→ **Aim of the task**
Your answer should be the records below, written out exactly.

========================================================================

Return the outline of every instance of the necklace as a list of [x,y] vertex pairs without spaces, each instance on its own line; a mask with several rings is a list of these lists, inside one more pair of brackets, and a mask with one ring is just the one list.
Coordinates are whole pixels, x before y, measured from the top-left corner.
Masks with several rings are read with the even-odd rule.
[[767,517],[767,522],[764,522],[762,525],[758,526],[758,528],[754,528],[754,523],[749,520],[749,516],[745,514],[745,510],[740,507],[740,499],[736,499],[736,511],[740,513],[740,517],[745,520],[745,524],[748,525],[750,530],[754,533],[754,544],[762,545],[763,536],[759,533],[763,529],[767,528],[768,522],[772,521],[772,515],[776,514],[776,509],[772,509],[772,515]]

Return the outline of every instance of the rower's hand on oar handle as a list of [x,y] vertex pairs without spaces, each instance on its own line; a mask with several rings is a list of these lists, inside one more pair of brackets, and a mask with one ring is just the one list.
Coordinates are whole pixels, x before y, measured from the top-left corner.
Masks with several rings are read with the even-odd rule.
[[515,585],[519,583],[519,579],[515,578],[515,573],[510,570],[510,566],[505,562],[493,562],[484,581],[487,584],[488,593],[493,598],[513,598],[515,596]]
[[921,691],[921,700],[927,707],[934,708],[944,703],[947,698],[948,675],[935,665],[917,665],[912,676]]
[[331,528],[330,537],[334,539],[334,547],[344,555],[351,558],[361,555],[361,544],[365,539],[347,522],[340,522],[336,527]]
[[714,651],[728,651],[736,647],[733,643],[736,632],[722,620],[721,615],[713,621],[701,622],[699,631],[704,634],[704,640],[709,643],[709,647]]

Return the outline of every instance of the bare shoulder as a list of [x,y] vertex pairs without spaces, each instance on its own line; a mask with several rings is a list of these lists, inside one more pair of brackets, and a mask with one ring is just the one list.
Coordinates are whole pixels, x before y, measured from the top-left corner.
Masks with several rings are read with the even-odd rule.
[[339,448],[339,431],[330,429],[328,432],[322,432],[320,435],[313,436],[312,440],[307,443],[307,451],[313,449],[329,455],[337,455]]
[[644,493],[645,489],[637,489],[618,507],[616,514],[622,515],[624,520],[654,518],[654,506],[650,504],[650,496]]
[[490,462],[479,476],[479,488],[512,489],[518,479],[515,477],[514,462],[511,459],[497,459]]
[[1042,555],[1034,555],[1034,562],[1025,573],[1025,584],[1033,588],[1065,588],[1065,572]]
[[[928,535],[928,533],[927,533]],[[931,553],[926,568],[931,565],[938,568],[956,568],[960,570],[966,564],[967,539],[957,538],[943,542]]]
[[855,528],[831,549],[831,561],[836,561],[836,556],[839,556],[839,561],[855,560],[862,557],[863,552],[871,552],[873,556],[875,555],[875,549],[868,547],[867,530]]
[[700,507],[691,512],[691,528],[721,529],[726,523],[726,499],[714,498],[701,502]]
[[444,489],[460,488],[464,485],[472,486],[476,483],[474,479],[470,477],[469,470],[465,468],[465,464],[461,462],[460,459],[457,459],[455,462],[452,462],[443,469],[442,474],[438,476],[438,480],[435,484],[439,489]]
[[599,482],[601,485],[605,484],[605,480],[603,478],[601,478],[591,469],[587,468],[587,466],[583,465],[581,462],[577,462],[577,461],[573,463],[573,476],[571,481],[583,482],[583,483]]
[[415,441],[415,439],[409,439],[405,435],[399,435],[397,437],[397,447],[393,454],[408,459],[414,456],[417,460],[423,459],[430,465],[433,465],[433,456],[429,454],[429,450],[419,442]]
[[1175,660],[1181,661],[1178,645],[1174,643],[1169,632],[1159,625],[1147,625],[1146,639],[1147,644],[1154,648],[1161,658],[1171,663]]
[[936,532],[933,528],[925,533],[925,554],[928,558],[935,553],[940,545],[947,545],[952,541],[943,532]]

========================================================================

→ **Task output**
Return the outline of every instance of the necklace as a list of [x,y] vertex pairs without spaces, each instance on its own line; a mask with several rings is a list of these lists, inside one more pair of brackets, and a mask with one ring is just the one list.
Coordinates are whole pixels, x before y, measured from the top-left corner.
Masks with several rings are read with the even-odd rule.
[[767,517],[767,522],[764,522],[762,525],[758,526],[758,528],[754,528],[754,523],[749,520],[749,516],[745,514],[745,510],[740,507],[740,499],[736,499],[736,511],[740,513],[740,517],[745,520],[745,524],[748,525],[750,530],[754,533],[754,544],[762,545],[763,536],[759,533],[763,529],[767,528],[768,522],[772,521],[772,515],[776,514],[776,509],[772,509],[772,515]]

Return the outline of every instance of the rower's hand on oar handle as a list of [x,y] vertex pairs without spaces, each instance on its own line; a mask with several rings is a list of these lists, inside one more pair of brackets, and a mask with one ring is just the one list.
Coordinates are whole pixels, x before y, measured from the top-left corner.
Masks with several rings are read with the even-odd rule.
[[515,585],[519,583],[519,579],[515,578],[515,573],[510,570],[510,566],[505,562],[493,562],[484,581],[487,584],[488,593],[493,598],[513,598],[515,596]]
[[921,691],[921,700],[927,707],[934,708],[944,703],[947,698],[948,675],[935,665],[917,665],[912,676]]
[[331,528],[330,537],[334,539],[334,547],[344,555],[351,558],[361,555],[361,544],[365,539],[347,522],[340,522],[336,527]]
[[714,651],[728,651],[736,647],[733,643],[736,632],[722,620],[721,615],[713,621],[701,622],[699,631],[704,634],[704,640],[709,643],[709,647]]

Return the outline of every instance of the bare shoulder as a list of [x,y] vertex pairs without spaces, each instance on its own line; a mask with several rings is a list of these lists, inside one more pair of brackets, and a mask with one ring is just the one list.
Coordinates are whole pixels, x before y, measured from the top-left corner.
Masks with several rings are read with the even-odd rule.
[[339,448],[339,431],[330,429],[328,432],[322,432],[320,435],[313,436],[312,440],[307,443],[307,451],[313,449],[329,455],[337,455]]
[[644,493],[645,489],[637,489],[618,507],[616,514],[622,515],[624,520],[654,518],[654,506],[650,504],[650,496]]
[[490,462],[479,476],[479,488],[512,489],[518,479],[515,477],[514,462],[511,459],[497,459]]
[[1042,555],[1034,555],[1034,562],[1025,573],[1025,584],[1033,588],[1065,588],[1065,572]]
[[[928,535],[928,533],[927,533]],[[931,553],[926,568],[931,565],[938,568],[956,568],[960,570],[966,564],[967,539],[957,538],[943,542]]]
[[855,528],[831,549],[831,561],[836,561],[836,556],[839,556],[839,561],[855,560],[862,557],[863,552],[871,552],[873,556],[875,555],[875,549],[868,547],[867,530]]
[[700,507],[691,512],[691,528],[721,529],[726,523],[726,499],[714,498],[701,502]]
[[444,489],[460,488],[464,485],[472,486],[476,483],[474,479],[470,477],[469,470],[465,468],[465,464],[461,462],[460,459],[457,459],[455,462],[452,462],[443,469],[442,474],[438,476],[438,480],[435,484],[439,489]]
[[599,482],[601,485],[605,484],[605,480],[603,478],[601,478],[591,469],[587,468],[587,466],[583,465],[581,462],[577,462],[577,461],[573,463],[573,476],[571,481],[583,482],[583,483]]
[[415,441],[415,439],[409,439],[405,435],[399,435],[397,437],[397,447],[393,454],[408,459],[414,456],[417,460],[423,459],[430,465],[433,465],[433,456],[429,454],[429,450],[419,442]]
[[1175,660],[1181,661],[1178,645],[1174,643],[1169,632],[1159,625],[1147,625],[1146,639],[1147,644],[1154,648],[1161,658],[1171,663]]
[[936,532],[933,528],[925,533],[925,554],[928,558],[935,553],[940,545],[947,545],[952,541],[943,532]]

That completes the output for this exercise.